Please write out the part of the data that opens with the line containing "Zoom in on pink heel" and closes with the line containing "[[20, 134, 291, 452]]", including both, as a numbered list. Skip blank lines and leave the pictures out.

· · · · · · ·

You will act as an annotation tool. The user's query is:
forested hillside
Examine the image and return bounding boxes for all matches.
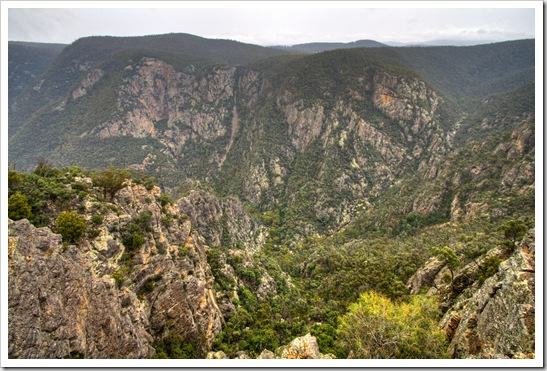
[8,34,535,358]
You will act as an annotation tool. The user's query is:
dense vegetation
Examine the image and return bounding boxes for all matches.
[8,35,535,358]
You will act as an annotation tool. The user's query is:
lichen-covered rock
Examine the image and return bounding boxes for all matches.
[441,230,535,358]
[205,350,228,359]
[407,258,446,295]
[8,182,223,358]
[8,219,153,358]
[281,334,321,359]
[177,190,267,252]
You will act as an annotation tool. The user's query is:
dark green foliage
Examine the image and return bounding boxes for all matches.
[56,211,87,242]
[499,219,528,246]
[339,292,447,359]
[477,256,502,284]
[93,166,130,199]
[91,215,103,225]
[159,193,173,207]
[8,193,33,220]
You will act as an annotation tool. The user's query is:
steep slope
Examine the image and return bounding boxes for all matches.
[10,34,292,139]
[8,41,67,106]
[8,169,224,358]
[272,40,387,53]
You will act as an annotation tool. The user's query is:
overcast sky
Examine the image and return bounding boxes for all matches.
[8,2,541,46]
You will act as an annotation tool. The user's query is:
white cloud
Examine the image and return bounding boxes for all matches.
[8,2,534,45]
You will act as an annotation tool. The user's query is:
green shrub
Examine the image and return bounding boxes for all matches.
[159,193,173,207]
[93,166,130,199]
[57,211,87,242]
[8,193,32,220]
[338,291,448,359]
[91,215,103,225]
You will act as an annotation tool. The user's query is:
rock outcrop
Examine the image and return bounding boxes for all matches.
[8,179,223,358]
[408,229,535,358]
[8,219,153,358]
[442,230,535,358]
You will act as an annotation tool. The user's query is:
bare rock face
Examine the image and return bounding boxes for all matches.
[177,190,267,252]
[407,258,446,295]
[441,230,535,358]
[281,334,321,359]
[8,183,223,358]
[8,219,153,358]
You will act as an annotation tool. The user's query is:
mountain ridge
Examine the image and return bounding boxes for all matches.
[8,31,536,358]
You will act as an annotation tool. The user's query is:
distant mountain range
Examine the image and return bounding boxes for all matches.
[4,34,542,358]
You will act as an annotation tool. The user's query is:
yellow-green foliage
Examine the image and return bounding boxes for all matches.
[57,211,87,242]
[338,291,447,359]
[8,193,32,220]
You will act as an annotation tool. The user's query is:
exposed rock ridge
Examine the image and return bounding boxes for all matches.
[409,229,535,358]
[8,178,223,358]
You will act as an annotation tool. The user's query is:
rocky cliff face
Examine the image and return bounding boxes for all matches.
[8,178,223,358]
[408,230,535,358]
[177,190,268,253]
[62,57,448,235]
[441,230,535,358]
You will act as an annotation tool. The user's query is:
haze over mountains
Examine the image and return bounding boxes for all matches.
[8,34,536,358]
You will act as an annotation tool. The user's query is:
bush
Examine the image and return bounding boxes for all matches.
[338,291,447,359]
[8,193,32,220]
[93,166,130,199]
[57,211,87,242]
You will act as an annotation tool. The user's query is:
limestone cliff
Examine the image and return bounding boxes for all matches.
[408,229,535,358]
[8,178,223,358]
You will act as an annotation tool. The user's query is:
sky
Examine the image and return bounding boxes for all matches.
[4,1,542,46]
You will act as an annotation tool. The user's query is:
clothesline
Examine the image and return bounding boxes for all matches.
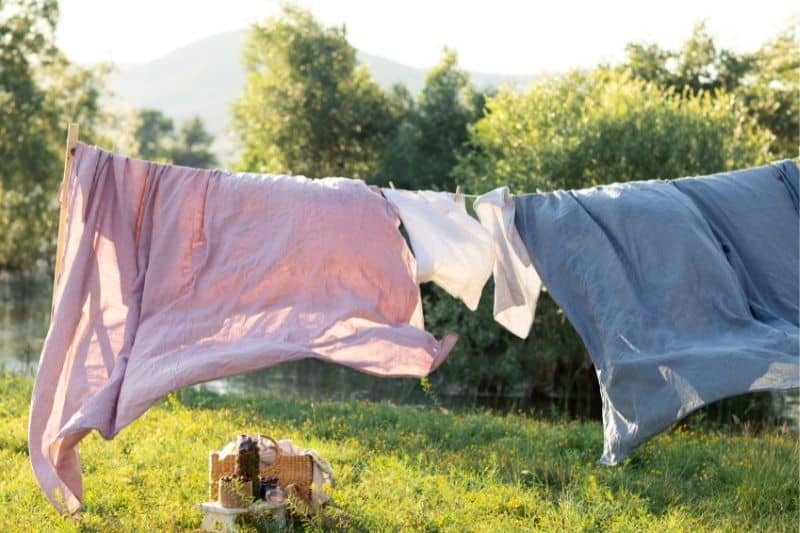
[28,121,800,512]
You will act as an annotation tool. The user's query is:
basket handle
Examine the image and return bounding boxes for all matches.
[259,435,283,464]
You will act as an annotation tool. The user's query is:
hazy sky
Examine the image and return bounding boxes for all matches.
[58,0,800,74]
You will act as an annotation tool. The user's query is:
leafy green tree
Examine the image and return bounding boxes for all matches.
[233,7,396,177]
[133,109,175,161]
[132,109,217,168]
[737,27,800,158]
[0,0,58,188]
[624,22,755,94]
[622,23,800,157]
[440,69,772,396]
[381,49,483,190]
[0,0,106,270]
[172,117,217,168]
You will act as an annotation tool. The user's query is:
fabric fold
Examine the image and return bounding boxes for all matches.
[474,187,542,339]
[515,161,800,464]
[382,189,495,311]
[29,144,456,512]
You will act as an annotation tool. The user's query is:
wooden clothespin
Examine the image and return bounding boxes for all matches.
[50,122,79,318]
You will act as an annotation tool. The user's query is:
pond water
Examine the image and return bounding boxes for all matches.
[0,277,800,431]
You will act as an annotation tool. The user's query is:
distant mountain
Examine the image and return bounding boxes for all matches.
[109,30,533,160]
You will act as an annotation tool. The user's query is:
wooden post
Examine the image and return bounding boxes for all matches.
[51,122,78,318]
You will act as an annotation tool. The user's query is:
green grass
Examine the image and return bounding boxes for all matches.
[0,376,800,532]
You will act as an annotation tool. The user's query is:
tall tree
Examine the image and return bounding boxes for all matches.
[0,0,106,270]
[0,0,59,188]
[625,22,755,94]
[233,7,396,177]
[622,23,800,157]
[133,109,175,161]
[172,117,217,168]
[381,49,483,190]
[738,26,800,157]
[132,109,217,168]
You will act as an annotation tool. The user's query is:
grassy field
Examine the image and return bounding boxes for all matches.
[0,376,800,532]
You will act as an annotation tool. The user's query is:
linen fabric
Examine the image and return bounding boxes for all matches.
[474,187,542,339]
[515,161,800,464]
[29,144,455,511]
[383,189,494,311]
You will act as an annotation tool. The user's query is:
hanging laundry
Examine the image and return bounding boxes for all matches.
[29,144,455,511]
[474,187,542,339]
[515,161,800,464]
[383,189,494,311]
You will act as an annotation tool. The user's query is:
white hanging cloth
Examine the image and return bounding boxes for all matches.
[473,187,542,339]
[383,189,494,311]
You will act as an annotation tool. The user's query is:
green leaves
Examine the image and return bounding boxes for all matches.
[233,7,396,178]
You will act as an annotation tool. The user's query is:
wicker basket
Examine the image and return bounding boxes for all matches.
[209,435,314,503]
[259,435,314,504]
[219,477,253,509]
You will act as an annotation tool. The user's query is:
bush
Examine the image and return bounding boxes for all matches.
[438,70,772,396]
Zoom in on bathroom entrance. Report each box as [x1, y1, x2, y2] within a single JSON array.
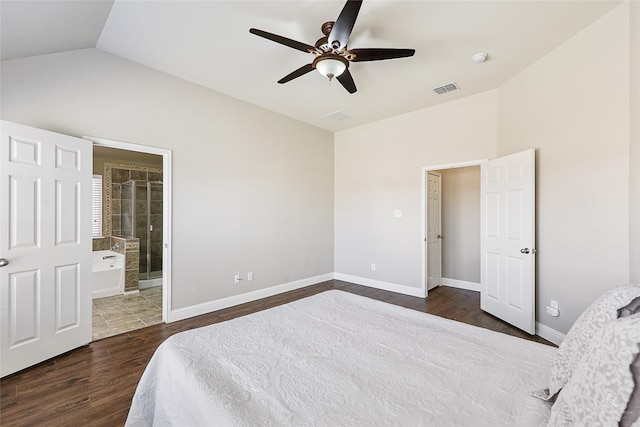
[[89, 138, 171, 340]]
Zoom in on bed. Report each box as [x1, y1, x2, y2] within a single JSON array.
[[127, 291, 557, 426], [126, 285, 640, 427]]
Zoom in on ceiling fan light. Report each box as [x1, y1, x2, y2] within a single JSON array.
[[316, 58, 347, 80]]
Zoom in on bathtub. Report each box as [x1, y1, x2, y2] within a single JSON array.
[[91, 251, 124, 298]]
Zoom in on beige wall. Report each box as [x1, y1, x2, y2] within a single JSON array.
[[335, 2, 640, 332], [335, 91, 497, 288], [439, 166, 480, 283], [497, 4, 638, 332], [1, 49, 333, 309]]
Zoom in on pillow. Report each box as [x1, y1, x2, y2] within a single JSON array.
[[618, 297, 640, 317], [620, 353, 640, 427], [548, 286, 640, 397], [549, 315, 640, 426]]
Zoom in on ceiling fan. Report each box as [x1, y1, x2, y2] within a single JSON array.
[[249, 0, 415, 93]]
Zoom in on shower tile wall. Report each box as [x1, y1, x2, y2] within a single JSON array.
[[111, 167, 162, 291]]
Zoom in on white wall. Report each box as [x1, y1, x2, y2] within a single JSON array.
[[335, 91, 497, 289], [497, 4, 638, 332], [439, 166, 480, 283], [1, 49, 333, 309]]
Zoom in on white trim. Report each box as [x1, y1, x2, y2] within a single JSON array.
[[138, 277, 162, 290], [536, 322, 567, 345], [83, 136, 173, 322], [440, 277, 481, 292], [167, 273, 333, 322], [334, 273, 425, 298], [420, 159, 488, 297]]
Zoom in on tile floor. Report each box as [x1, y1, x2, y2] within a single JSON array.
[[93, 286, 162, 341]]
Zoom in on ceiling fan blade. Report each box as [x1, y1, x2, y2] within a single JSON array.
[[328, 0, 362, 49], [249, 28, 318, 52], [336, 68, 358, 93], [345, 48, 416, 62], [278, 64, 314, 84]]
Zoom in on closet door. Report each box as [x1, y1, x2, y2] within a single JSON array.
[[480, 150, 536, 334], [0, 121, 92, 376]]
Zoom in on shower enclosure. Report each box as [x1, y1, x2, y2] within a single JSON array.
[[120, 181, 162, 280]]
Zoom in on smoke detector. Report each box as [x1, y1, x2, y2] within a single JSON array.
[[433, 82, 460, 95], [471, 52, 489, 64], [322, 111, 349, 122]]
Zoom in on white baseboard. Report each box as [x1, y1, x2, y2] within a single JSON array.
[[167, 273, 333, 323], [536, 322, 567, 345], [333, 273, 424, 298], [138, 277, 162, 289], [440, 277, 481, 292], [440, 277, 566, 345]]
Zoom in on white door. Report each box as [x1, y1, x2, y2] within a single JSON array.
[[0, 121, 93, 377], [426, 172, 442, 290], [480, 150, 535, 334]]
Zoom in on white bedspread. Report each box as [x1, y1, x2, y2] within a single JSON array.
[[126, 291, 556, 427]]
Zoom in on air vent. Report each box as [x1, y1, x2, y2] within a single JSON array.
[[322, 111, 349, 122], [433, 82, 460, 95]]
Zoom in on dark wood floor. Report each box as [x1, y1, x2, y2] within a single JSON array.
[[0, 280, 553, 427]]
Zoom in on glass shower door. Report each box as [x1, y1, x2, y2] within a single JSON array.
[[147, 182, 163, 279]]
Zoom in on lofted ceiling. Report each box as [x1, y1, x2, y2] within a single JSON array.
[[0, 0, 621, 131]]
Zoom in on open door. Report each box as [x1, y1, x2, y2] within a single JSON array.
[[480, 150, 536, 335], [0, 121, 92, 377], [425, 171, 442, 291]]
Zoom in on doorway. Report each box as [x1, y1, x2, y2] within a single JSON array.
[[86, 137, 171, 340], [422, 160, 484, 296]]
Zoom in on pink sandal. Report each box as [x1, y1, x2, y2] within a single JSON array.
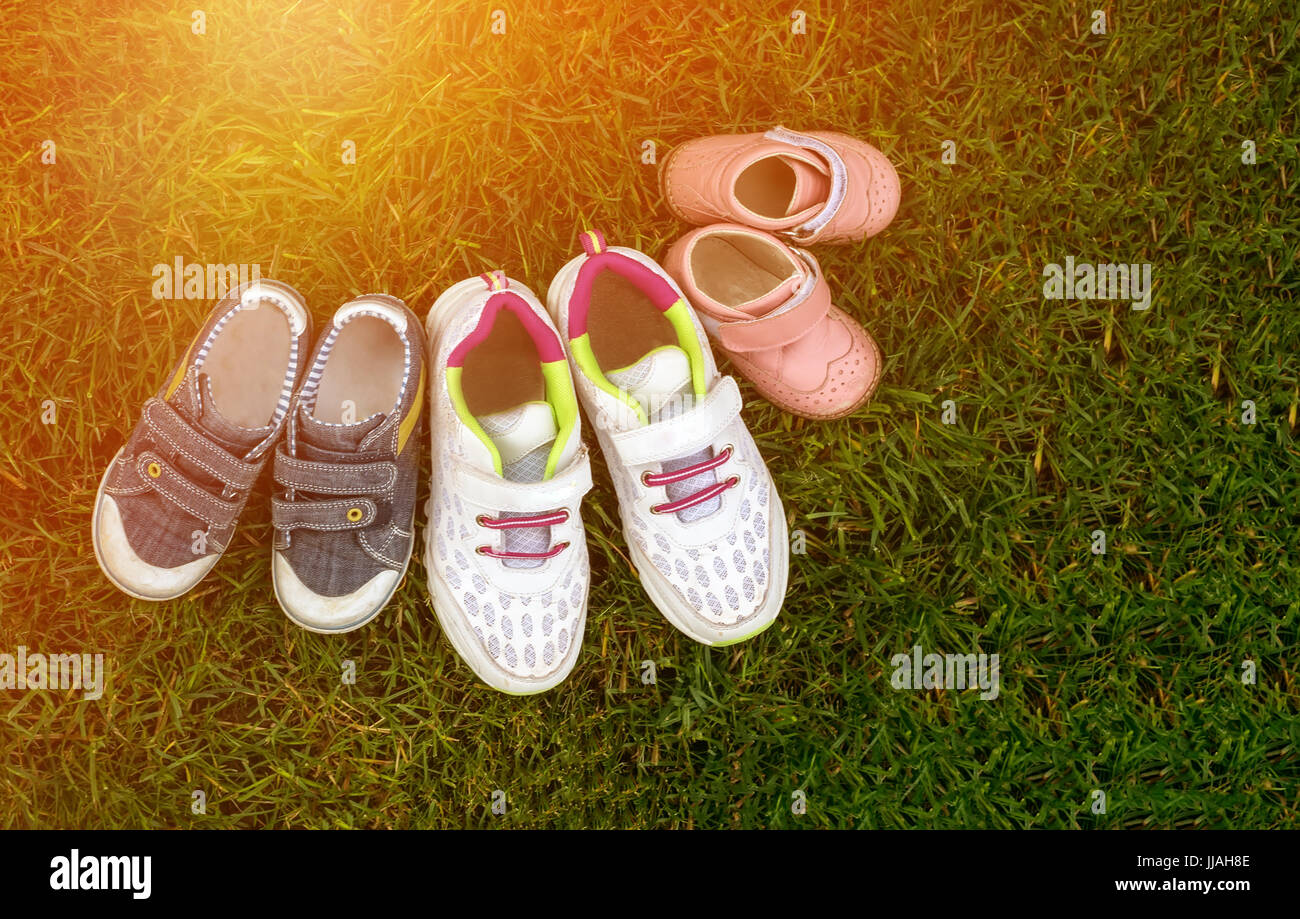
[[664, 224, 883, 420], [660, 127, 900, 246]]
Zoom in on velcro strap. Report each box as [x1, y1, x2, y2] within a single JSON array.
[[763, 126, 849, 243], [270, 497, 380, 530], [449, 446, 592, 513], [144, 398, 261, 489], [135, 450, 239, 529], [610, 377, 742, 467], [273, 445, 398, 495], [718, 272, 831, 354]]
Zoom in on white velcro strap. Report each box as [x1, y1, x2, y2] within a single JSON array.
[[450, 445, 592, 513], [763, 125, 849, 242], [610, 377, 742, 467]]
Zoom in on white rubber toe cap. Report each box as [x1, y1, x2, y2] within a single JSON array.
[[272, 552, 402, 633], [94, 493, 221, 601]]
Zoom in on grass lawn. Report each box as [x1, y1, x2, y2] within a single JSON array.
[[0, 0, 1300, 828]]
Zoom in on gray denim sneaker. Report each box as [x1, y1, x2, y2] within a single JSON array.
[[91, 279, 311, 601], [272, 294, 425, 633]]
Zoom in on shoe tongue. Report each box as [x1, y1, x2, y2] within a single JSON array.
[[296, 406, 387, 459], [476, 402, 559, 568], [781, 156, 831, 217], [172, 370, 270, 456], [477, 402, 559, 482], [605, 344, 722, 523], [605, 344, 692, 421]]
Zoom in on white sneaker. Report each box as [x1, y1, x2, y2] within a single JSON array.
[[424, 272, 592, 694], [546, 230, 789, 645]]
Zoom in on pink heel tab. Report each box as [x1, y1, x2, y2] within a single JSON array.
[[568, 230, 683, 339], [478, 268, 510, 292], [447, 291, 564, 367]]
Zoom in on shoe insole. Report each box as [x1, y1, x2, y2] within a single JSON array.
[[736, 156, 794, 220], [690, 234, 789, 307], [312, 316, 406, 424], [460, 309, 546, 417], [203, 303, 293, 428], [586, 270, 677, 370]]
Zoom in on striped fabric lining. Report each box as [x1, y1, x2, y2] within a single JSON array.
[[297, 309, 412, 431], [191, 296, 298, 459]]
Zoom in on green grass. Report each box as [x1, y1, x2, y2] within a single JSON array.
[[0, 0, 1300, 828]]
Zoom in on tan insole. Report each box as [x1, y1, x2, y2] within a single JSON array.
[[203, 303, 293, 428], [736, 156, 794, 220], [690, 235, 785, 307], [460, 309, 546, 417], [586, 272, 679, 372], [312, 316, 406, 424]]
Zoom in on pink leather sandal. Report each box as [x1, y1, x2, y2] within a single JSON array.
[[664, 224, 883, 420], [659, 127, 900, 246]]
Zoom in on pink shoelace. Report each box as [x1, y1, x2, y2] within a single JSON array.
[[641, 445, 740, 513], [475, 510, 569, 562]]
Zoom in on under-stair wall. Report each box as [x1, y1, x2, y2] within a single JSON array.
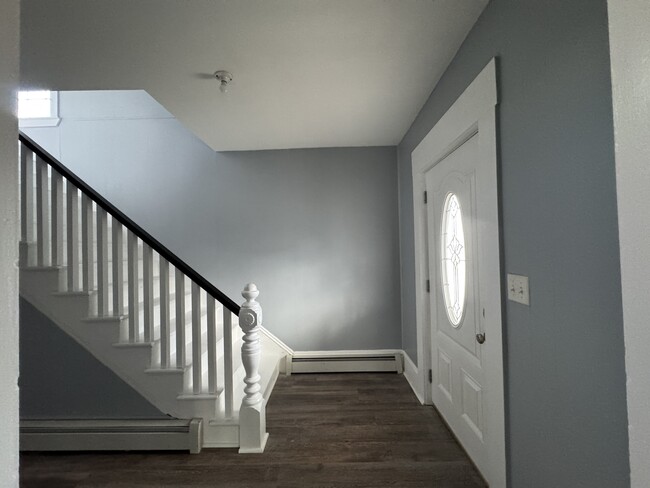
[[19, 299, 168, 420], [25, 91, 401, 351], [20, 135, 287, 452]]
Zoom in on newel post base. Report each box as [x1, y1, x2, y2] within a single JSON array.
[[239, 283, 269, 454], [239, 401, 269, 454]]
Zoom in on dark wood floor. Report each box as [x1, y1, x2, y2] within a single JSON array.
[[20, 373, 486, 488]]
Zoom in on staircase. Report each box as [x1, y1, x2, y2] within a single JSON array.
[[20, 134, 291, 452]]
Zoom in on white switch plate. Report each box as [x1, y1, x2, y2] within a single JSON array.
[[508, 273, 530, 305]]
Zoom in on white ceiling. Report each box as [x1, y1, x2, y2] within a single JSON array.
[[21, 0, 488, 151]]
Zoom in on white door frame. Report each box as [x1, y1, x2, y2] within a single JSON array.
[[411, 58, 506, 487]]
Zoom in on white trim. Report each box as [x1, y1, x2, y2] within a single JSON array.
[[291, 349, 403, 373], [407, 59, 506, 486], [259, 325, 294, 356], [402, 352, 424, 405], [18, 117, 61, 129]]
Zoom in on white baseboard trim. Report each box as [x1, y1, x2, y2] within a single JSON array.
[[403, 352, 424, 405], [260, 326, 294, 375], [20, 419, 202, 453], [291, 349, 403, 373], [259, 326, 294, 356]]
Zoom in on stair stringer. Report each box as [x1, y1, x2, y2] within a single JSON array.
[[20, 267, 293, 447], [20, 267, 217, 419]]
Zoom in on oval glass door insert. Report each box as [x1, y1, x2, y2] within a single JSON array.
[[440, 193, 467, 327]]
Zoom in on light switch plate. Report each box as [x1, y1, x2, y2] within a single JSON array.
[[508, 273, 530, 305]]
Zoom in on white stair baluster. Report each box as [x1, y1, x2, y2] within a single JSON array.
[[223, 307, 233, 419], [239, 283, 269, 453], [20, 145, 34, 266], [160, 256, 171, 369], [97, 206, 108, 317], [142, 244, 153, 342], [192, 282, 203, 395], [36, 157, 51, 266], [66, 181, 79, 291], [207, 293, 217, 395], [81, 195, 95, 291], [50, 170, 64, 266], [127, 232, 140, 343], [111, 218, 124, 316], [174, 269, 185, 369]]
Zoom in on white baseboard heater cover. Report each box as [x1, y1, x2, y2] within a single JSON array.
[[20, 419, 202, 453], [291, 352, 404, 373]]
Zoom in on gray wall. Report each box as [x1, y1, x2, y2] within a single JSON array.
[[20, 299, 168, 419], [607, 0, 650, 488], [27, 92, 401, 350], [0, 0, 19, 482], [398, 0, 629, 488]]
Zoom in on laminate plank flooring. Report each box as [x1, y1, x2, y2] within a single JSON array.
[[20, 373, 486, 488]]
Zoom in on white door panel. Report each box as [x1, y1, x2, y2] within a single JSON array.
[[425, 135, 487, 469]]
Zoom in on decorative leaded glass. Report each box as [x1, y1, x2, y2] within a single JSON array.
[[440, 193, 466, 327]]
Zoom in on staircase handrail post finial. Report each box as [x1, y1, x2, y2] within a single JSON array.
[[239, 283, 269, 453]]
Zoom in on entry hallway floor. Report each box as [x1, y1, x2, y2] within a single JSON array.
[[20, 373, 486, 488]]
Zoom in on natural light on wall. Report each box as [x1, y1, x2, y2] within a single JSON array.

· · · · · · ·

### TASK RESULT
1. Zoom in on pink heel tab. Report each box as [x1, y1, x2, y2] within a single JSON array.
2. [[568, 230, 683, 339], [478, 268, 510, 292], [447, 291, 564, 367]]
3. Zoom in on shoe insole. Report each box as [x1, y1, x2, y2] within a single JSON array.
4. [[736, 156, 794, 220], [690, 234, 789, 307], [312, 316, 406, 424], [460, 309, 546, 417], [203, 303, 293, 428], [586, 270, 677, 370]]
5. Zoom in on striped fabric lining. Report each box as [x1, y1, x2, y2] within a single JSON array.
6. [[297, 309, 412, 431], [191, 296, 298, 459]]
7. Zoom in on green grass. Report each box as [x1, y1, x2, y2] within a single JSON array.
8. [[0, 0, 1300, 828]]
9. Zoom in on tan insole. Report each box as [x1, y1, x2, y2] within a single JSON array.
10. [[203, 303, 293, 428], [736, 156, 794, 220], [690, 235, 785, 307], [460, 309, 546, 417], [586, 272, 679, 372], [312, 316, 406, 424]]
11. Zoom in on pink leather sandal. Report each box as [x1, y1, x2, y2] within a single JSON array.
12. [[664, 224, 883, 420], [659, 127, 900, 246]]
13. Zoom in on pink shoelace. Report each box as [x1, y1, x2, y2] within a single JSON array.
14. [[641, 445, 740, 513], [475, 510, 569, 562]]
15. Zoom in on under-stair wall. Report each box as [x1, y1, x2, y2] within a single JSON array.
16. [[19, 299, 168, 420], [25, 91, 401, 351], [20, 135, 287, 452]]
17. Zoom in on newel post base. Report each box as [x1, y1, x2, y2] within a single JSON array.
18. [[239, 283, 269, 454], [239, 401, 269, 454]]
19. Zoom in on dark wood floor. Report each box as [x1, y1, x2, y2] within a single JSON array.
20. [[20, 373, 486, 488]]
21. Zoom in on staircase. Report each box as [x1, y1, x2, y2] within a single JSON array.
22. [[20, 134, 291, 452]]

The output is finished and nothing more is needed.